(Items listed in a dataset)
────────────────────────────────────────

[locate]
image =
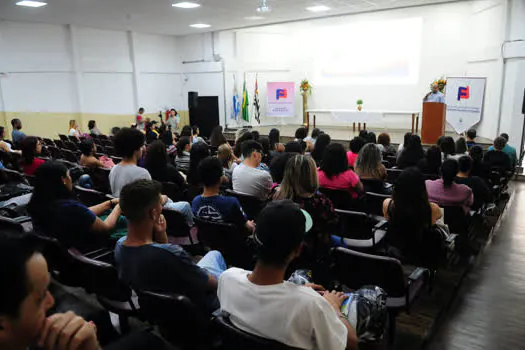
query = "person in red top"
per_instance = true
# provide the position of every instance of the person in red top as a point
(334, 172)
(31, 147)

────────────────────────────────────────

▶ [Task description] Retype each row above word for word, omitting the pictures.

▶ [Response to this exercise]
[locate]
image =
query = "person in red top"
per_instance = true
# provide the position of every instance of the person in red top as a point
(334, 172)
(31, 147)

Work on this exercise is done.